» **Materiale fornito**
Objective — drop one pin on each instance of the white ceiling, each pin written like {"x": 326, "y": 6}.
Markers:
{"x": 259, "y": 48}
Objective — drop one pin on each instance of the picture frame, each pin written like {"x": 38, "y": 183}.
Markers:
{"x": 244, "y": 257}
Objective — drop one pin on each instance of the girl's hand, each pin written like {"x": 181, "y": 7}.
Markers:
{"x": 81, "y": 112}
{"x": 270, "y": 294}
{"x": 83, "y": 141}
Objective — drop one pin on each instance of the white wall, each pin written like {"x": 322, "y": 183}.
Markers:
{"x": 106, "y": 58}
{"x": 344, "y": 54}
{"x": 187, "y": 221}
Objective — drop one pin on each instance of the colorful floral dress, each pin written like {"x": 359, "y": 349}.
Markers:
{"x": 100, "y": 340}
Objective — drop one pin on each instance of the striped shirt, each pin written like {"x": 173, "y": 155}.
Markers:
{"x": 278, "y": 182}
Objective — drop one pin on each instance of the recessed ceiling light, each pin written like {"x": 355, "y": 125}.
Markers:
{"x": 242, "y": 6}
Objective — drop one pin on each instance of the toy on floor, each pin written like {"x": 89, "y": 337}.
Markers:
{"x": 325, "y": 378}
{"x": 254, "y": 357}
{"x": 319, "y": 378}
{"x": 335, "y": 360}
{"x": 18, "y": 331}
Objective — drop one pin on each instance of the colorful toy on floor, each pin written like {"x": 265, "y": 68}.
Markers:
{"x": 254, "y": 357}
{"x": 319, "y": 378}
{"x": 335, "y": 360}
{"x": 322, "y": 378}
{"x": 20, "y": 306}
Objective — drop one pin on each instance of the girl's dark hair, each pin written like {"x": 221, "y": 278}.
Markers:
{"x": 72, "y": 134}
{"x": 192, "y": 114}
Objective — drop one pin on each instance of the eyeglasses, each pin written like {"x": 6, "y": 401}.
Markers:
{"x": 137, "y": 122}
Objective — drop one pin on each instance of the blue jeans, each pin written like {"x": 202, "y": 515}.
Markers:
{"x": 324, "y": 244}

» **Esercizio**
Trascrivi fedelmente le righe dei dati che vanno da quella contenente "the girl's dark" fino alla fine dei dati, estremi inclusi.

» **Risultato dell'esercizio**
Objective — drop one pin on each instance of the girl's dark hair, each pin written like {"x": 221, "y": 278}.
Markers:
{"x": 72, "y": 134}
{"x": 192, "y": 114}
Objective — drop one pin on each instance of the eyeglasses, each pin written like {"x": 6, "y": 401}.
Markers:
{"x": 137, "y": 122}
Objective — drop one pin on each instance of the blue jeans, each pin written like {"x": 202, "y": 515}.
Markers:
{"x": 324, "y": 244}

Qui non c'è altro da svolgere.